Why is there no platform independent way of clearing a terminal?

Thomas Jollans thomas at jollans.com
Wed Jul 28 13:31:37 EDT 2010


On 07/28/2010 07:02 PM, Jonathan Hartley wrote:
> On Jul 28, 5:47 pm, Thomas Jollans <tho... at jollans.com> wrote:
>> On 07/28/2010 06:01 PM, Jonathan Hartley wrote:
>>
>>
>>
>>> Oh, plus, while we're on this subject:
>>
>>> Am I right that curses in Python stdlib doesn't work on Windows, and
>>> there is currently no simple way to fix this?
>>
>>> Also, is it crazy to imagine that if colorama was pushed through to
>>> completion (ie. to support a majority of the relevant ANSI codes) then
>>> Python's stdlib curses module, unmodified, would suddenly just work on
>>> Windows? (after a call to 'colorama.init()')
>>
>>> I presume these ideas are oversimplifications or just plain wrong. If
>>> anyone would care to correct my misunderstandings, I'd be very
>>> grateful.

→ **RECORDED DATA**:
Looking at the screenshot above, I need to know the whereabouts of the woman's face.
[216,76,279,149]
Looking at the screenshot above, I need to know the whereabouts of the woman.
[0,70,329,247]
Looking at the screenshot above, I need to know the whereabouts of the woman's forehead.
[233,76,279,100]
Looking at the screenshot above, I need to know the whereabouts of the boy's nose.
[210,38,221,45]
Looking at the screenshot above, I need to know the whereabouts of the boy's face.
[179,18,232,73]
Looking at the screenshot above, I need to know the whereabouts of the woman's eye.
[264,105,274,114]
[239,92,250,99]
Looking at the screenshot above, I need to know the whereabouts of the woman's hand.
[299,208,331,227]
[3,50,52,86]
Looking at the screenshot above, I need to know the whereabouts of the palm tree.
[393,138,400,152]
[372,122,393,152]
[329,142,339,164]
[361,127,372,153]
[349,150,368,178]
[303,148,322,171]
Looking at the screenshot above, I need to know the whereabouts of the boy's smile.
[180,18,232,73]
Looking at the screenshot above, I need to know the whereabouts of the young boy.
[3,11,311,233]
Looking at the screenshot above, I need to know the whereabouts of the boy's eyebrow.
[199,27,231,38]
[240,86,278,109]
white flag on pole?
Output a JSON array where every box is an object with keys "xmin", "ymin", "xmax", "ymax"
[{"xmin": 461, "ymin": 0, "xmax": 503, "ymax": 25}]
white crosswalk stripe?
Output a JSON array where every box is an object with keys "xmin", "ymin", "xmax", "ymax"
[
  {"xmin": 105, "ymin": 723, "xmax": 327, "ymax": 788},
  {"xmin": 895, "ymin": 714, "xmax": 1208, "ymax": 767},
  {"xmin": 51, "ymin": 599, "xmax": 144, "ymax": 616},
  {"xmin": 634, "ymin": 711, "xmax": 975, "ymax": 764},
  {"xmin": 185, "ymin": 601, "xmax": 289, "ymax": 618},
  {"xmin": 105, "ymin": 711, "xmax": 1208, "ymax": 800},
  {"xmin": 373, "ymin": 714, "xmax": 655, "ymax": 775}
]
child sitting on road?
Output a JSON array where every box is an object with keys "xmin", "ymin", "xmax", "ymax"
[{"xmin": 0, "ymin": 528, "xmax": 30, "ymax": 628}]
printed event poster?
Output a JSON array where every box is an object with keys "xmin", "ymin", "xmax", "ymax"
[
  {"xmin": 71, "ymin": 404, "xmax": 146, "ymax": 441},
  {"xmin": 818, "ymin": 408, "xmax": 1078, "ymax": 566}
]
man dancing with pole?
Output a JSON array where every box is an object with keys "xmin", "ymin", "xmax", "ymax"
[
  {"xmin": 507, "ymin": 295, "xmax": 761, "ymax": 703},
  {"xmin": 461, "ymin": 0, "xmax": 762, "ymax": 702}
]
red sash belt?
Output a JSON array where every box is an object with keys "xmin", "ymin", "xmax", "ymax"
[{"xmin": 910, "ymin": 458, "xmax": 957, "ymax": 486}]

→ **SHORT TASK A**:
Answer these questions using the message on clearing a terminal:
(i) On what date and at what time was the message posted?
(ii) Which Python stdlib module is said in the message possibly not to work on Windows?
(iii) Which function call appears in parentheses in the message?
→ **SHORT TASK B**: Return, unchanged, everything in the entries from the line containing "the boy's face." down to the line containing "[239,92,250,99]", including both of those lines.

→ **TASK RESPONSE A**:
(i) Wed Jul 28 13:31:37 EDT 2010
(ii) curses
(iii) colorama.init()

→ **TASK RESPONSE B**:
Looking at the screenshot above, I need to know the whereabouts of the boy's face.
[179,18,232,73]
Looking at the screenshot above, I need to know the whereabouts of the woman's eye.
[264,105,274,114]
[239,92,250,99]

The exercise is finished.